**AIM OF THE EXERCISE**
Reproduce the data below line for line, changing nothing.

── DATA FOR THE TASK

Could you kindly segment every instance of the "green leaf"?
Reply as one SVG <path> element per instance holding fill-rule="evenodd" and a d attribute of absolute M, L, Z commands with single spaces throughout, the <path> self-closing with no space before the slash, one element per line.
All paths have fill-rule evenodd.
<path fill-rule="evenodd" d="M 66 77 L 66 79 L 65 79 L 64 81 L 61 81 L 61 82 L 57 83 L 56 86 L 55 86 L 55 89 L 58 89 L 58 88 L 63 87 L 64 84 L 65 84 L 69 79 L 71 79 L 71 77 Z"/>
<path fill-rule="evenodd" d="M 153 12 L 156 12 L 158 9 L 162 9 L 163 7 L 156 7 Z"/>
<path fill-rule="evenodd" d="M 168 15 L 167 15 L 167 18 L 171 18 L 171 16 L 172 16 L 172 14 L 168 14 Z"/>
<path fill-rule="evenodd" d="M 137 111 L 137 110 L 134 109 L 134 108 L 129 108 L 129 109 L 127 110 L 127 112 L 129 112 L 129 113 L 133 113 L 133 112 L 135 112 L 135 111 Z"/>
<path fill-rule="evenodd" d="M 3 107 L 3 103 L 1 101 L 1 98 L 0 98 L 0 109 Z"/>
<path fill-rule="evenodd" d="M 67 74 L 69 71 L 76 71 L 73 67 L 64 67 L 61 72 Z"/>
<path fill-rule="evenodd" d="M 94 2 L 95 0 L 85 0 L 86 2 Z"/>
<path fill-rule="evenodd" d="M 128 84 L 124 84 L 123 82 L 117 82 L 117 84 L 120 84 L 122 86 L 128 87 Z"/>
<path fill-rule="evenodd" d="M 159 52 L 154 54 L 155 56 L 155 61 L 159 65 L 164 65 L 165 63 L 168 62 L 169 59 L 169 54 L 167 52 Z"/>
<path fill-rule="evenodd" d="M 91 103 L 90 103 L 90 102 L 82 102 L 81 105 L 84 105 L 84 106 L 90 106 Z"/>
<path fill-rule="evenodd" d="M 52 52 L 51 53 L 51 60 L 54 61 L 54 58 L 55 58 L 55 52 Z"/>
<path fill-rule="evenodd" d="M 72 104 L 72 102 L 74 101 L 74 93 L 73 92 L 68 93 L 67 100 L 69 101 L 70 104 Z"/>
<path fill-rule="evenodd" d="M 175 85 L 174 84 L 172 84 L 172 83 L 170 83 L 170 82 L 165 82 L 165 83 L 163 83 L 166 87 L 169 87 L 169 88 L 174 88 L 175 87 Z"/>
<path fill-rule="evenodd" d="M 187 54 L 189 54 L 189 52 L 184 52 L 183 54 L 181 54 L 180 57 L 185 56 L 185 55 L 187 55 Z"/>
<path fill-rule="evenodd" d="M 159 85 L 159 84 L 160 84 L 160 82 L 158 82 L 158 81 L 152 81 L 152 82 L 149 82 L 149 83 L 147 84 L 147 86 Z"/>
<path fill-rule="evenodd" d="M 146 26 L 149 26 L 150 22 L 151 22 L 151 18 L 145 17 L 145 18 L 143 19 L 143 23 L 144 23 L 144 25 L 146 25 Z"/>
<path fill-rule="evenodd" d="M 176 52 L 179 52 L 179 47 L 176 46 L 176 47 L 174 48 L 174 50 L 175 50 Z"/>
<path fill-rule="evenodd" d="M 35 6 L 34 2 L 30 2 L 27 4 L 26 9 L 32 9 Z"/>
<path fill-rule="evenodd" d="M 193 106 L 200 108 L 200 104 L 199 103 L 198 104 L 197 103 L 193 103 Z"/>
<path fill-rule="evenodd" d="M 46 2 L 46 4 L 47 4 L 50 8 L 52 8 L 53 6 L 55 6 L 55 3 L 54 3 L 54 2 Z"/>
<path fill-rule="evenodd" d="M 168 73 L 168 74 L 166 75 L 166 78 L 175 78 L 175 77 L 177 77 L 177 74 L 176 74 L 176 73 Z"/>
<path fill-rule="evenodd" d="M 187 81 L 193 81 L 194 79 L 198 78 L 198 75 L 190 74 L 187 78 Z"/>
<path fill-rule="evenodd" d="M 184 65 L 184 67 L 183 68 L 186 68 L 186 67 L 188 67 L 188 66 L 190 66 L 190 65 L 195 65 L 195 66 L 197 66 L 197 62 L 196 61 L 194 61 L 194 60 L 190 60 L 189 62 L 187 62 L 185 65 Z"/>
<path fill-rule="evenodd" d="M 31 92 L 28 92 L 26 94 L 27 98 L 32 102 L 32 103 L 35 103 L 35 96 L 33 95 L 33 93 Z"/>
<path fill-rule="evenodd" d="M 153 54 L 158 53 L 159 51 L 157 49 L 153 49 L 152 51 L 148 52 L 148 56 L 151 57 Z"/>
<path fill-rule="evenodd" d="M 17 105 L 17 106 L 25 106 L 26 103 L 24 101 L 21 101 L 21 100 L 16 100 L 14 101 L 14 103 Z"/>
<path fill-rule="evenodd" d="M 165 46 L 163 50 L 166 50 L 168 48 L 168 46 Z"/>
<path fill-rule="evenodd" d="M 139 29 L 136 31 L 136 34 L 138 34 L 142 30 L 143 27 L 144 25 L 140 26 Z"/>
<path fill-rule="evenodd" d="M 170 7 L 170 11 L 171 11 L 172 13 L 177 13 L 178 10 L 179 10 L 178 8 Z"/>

────

**RIGHT ANSWER**
Could you kindly segment every instance of the "green leaf"?
Reply as one SVG <path> element per instance holding fill-rule="evenodd" and a d attribute of absolute M, L, Z commands with single spaces throughout, the <path> self-closing with no space before the slash, one element per line.
All paths have fill-rule evenodd.
<path fill-rule="evenodd" d="M 66 77 L 66 79 L 65 79 L 64 81 L 61 81 L 61 82 L 57 83 L 56 86 L 55 86 L 55 89 L 58 89 L 58 88 L 63 87 L 64 84 L 65 84 L 69 79 L 71 79 L 71 77 Z"/>
<path fill-rule="evenodd" d="M 153 12 L 156 12 L 158 9 L 162 9 L 163 7 L 156 7 Z"/>
<path fill-rule="evenodd" d="M 168 15 L 167 15 L 167 18 L 171 18 L 171 16 L 172 16 L 172 14 L 168 14 Z"/>
<path fill-rule="evenodd" d="M 137 111 L 137 110 L 134 109 L 134 108 L 129 108 L 129 109 L 127 110 L 127 112 L 129 112 L 129 113 L 133 113 L 133 112 L 135 112 L 135 111 Z"/>
<path fill-rule="evenodd" d="M 3 107 L 3 103 L 1 101 L 1 98 L 0 98 L 0 109 Z"/>
<path fill-rule="evenodd" d="M 67 74 L 69 71 L 76 71 L 73 67 L 64 67 L 61 72 Z"/>
<path fill-rule="evenodd" d="M 94 2 L 95 0 L 85 0 L 86 2 Z"/>
<path fill-rule="evenodd" d="M 128 84 L 124 84 L 123 82 L 117 82 L 117 84 L 120 84 L 122 86 L 128 87 Z"/>
<path fill-rule="evenodd" d="M 159 52 L 154 54 L 155 56 L 155 61 L 159 65 L 164 65 L 165 63 L 168 62 L 169 59 L 169 54 L 167 52 Z"/>
<path fill-rule="evenodd" d="M 91 103 L 90 103 L 90 102 L 82 102 L 81 105 L 84 105 L 84 106 L 90 106 Z"/>
<path fill-rule="evenodd" d="M 52 52 L 51 53 L 51 60 L 54 61 L 54 58 L 55 58 L 55 52 Z"/>
<path fill-rule="evenodd" d="M 72 104 L 72 102 L 74 101 L 74 93 L 73 92 L 68 93 L 67 100 L 69 101 L 70 104 Z"/>
<path fill-rule="evenodd" d="M 175 85 L 174 84 L 172 84 L 172 83 L 170 83 L 170 82 L 165 82 L 165 83 L 163 83 L 166 87 L 169 87 L 169 88 L 174 88 L 175 87 Z"/>
<path fill-rule="evenodd" d="M 187 54 L 189 54 L 189 52 L 184 52 L 183 54 L 181 54 L 180 57 L 185 56 L 185 55 L 187 55 Z"/>
<path fill-rule="evenodd" d="M 159 85 L 159 84 L 160 84 L 160 82 L 158 82 L 158 81 L 152 81 L 152 82 L 149 82 L 149 83 L 147 84 L 147 86 Z"/>
<path fill-rule="evenodd" d="M 146 26 L 149 26 L 150 22 L 151 22 L 151 18 L 145 17 L 145 18 L 143 19 L 143 23 L 144 23 L 144 25 L 146 25 Z"/>
<path fill-rule="evenodd" d="M 176 52 L 179 52 L 179 47 L 176 46 L 176 47 L 174 48 L 174 50 L 175 50 Z"/>
<path fill-rule="evenodd" d="M 35 6 L 34 2 L 30 2 L 27 4 L 26 9 L 32 9 Z"/>
<path fill-rule="evenodd" d="M 193 106 L 200 108 L 200 104 L 199 103 L 198 104 L 197 103 L 193 103 Z"/>
<path fill-rule="evenodd" d="M 46 2 L 46 4 L 47 4 L 50 8 L 52 8 L 53 6 L 55 6 L 55 3 L 54 3 L 54 2 Z"/>
<path fill-rule="evenodd" d="M 168 73 L 168 74 L 166 75 L 166 78 L 175 78 L 175 77 L 177 77 L 177 74 L 176 74 L 176 73 Z"/>
<path fill-rule="evenodd" d="M 187 81 L 193 81 L 194 79 L 198 78 L 198 75 L 190 74 L 187 78 Z"/>
<path fill-rule="evenodd" d="M 184 65 L 184 67 L 183 68 L 186 68 L 186 67 L 188 67 L 188 66 L 190 66 L 190 65 L 195 65 L 195 66 L 197 66 L 197 62 L 196 61 L 194 61 L 194 60 L 190 60 L 189 62 L 187 62 L 185 65 Z"/>
<path fill-rule="evenodd" d="M 31 92 L 28 92 L 26 94 L 27 98 L 32 102 L 32 103 L 35 103 L 35 96 L 33 95 L 33 93 Z"/>
<path fill-rule="evenodd" d="M 153 54 L 158 53 L 159 51 L 157 49 L 153 49 L 152 51 L 148 52 L 148 56 L 151 57 Z"/>
<path fill-rule="evenodd" d="M 17 105 L 17 106 L 25 106 L 26 103 L 24 101 L 21 101 L 21 100 L 16 100 L 14 101 L 14 103 Z"/>
<path fill-rule="evenodd" d="M 165 46 L 163 50 L 166 50 L 168 48 L 168 46 Z"/>
<path fill-rule="evenodd" d="M 139 29 L 136 31 L 136 34 L 138 34 L 142 30 L 143 27 L 144 25 L 140 26 Z"/>
<path fill-rule="evenodd" d="M 170 7 L 170 11 L 171 11 L 172 13 L 177 13 L 178 10 L 179 10 L 178 8 Z"/>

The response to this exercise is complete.